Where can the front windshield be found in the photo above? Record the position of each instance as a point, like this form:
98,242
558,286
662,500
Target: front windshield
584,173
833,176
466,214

[What is required]
The whole of the material should be restated word for word.

[Answer to the problem]
Where can the front windshield be found in the photo above? Record the position of each instance as a point, like this form:
98,242
558,286
662,500
Target: front windshield
584,173
833,176
466,214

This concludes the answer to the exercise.